— DOCUMENT EXTRACT —
Opinions rankle by their very nature. We don’t deliberately try to upset people, but no newspaper can possibly please all the readers, all the time. We aren’t afraid of anyone who disagrees. We work to achieve balance by including letters to the editor and op-ed pieces by writers who hold opposing points of view. Our only requirement is that writers meet our space limitations and stick to verifiable facts. Opinions are flexible. Facts are not.
The unsigned items that appear each day above Joseph Pulitzer’s Platform are editorials. They are unsigned because they represent the view of this institution, not necessarily individual writers. Occasionally, an editorial is assigned to a member of the editorial board who does not necessarily agree with the board’s view. Our discipline requires us to keep our editorials consistent in terms of established policy on specific issues but also consistent with the tenets outlined in The Platform.

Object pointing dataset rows
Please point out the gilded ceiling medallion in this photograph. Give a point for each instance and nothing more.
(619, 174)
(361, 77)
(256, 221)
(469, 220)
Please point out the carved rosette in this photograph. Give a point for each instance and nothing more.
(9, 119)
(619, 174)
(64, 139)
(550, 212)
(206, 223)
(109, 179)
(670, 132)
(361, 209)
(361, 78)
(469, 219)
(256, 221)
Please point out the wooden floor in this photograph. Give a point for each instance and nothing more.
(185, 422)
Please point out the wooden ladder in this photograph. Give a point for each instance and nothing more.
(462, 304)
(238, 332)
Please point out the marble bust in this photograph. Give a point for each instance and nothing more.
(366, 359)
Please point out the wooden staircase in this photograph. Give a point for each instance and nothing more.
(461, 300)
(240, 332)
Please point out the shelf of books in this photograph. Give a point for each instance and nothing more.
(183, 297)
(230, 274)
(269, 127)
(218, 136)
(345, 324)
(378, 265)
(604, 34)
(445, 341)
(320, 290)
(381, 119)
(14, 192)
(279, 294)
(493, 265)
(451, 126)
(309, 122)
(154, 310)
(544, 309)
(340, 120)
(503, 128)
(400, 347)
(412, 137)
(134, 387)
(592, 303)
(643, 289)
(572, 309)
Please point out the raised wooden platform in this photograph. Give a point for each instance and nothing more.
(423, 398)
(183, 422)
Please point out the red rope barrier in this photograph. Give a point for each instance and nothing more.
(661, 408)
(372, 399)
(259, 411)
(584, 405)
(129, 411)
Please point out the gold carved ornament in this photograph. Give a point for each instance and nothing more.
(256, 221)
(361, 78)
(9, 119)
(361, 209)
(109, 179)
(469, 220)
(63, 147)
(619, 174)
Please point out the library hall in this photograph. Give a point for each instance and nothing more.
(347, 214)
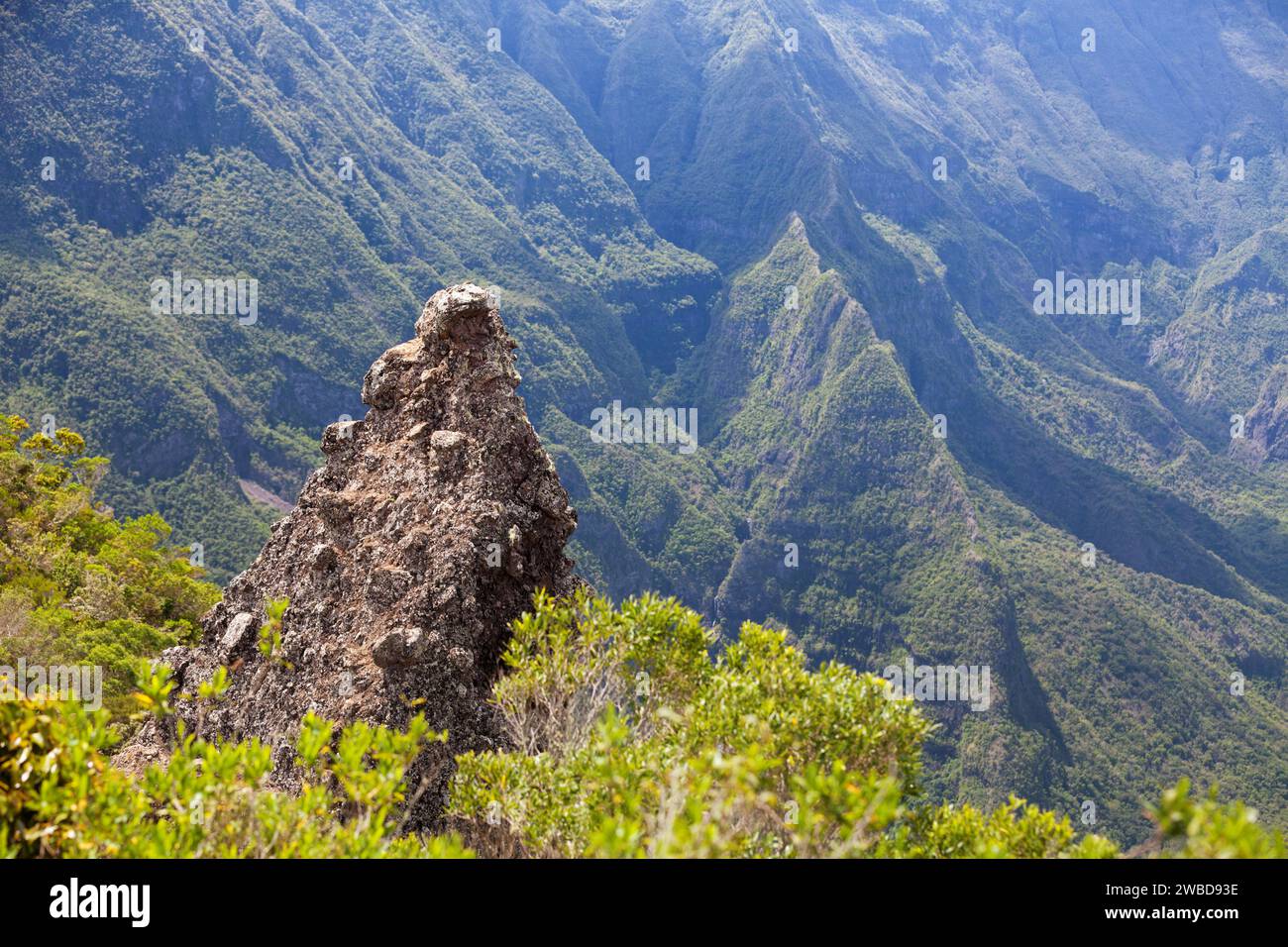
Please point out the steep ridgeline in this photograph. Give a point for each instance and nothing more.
(407, 556)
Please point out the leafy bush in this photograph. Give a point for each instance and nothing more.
(632, 740)
(76, 585)
(60, 795)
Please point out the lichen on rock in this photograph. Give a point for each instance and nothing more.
(406, 558)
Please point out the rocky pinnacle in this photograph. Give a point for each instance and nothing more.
(406, 558)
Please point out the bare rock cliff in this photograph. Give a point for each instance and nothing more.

— PROBLEM SET —
- a) Summarize the editorial policy passage in two sentences.
- b) Reproduce the editorial policy passage word for word, starting with "Opinions rankle by" and going on through "Facts are not.".

— COMPLETED EXERCISE —
- a) The newspaper says opinions inevitably upset some readers, and it seeks balance through letters to the editor and op-ed pieces from writers with opposing views, requiring only that they meet space limitations and stick to verifiable facts. Its unsigned editorials represent the view of the institution rather than individual writers and must stay consistent with established policy on specific issues and with the tenets of The Platform.

- b)
Opinions rankle by their very nature. We don’t deliberately try to upset people, but no newspaper can possibly please all the readers, all the time. We aren’t afraid of anyone who disagrees. We work to achieve balance by including letters to the editor and op-ed pieces by writers who hold opposing points of view. Our only requirement is that writers meet our space limitations and stick to verifiable facts. Opinions are flexible. Facts are not.